Point annotation dataset entries
## START
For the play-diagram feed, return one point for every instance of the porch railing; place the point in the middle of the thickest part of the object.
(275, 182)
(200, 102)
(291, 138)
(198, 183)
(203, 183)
## END
§ The task: Can you write out the entries again, swapping "porch railing" for "garden fence" and leaving everything else unchanged?

§ Task output:
For the play-diagram feed, return one point for every instance of the garden fence; place the point in the middle of the thickest part of the object.
(275, 182)
(200, 102)
(291, 138)
(198, 183)
(203, 183)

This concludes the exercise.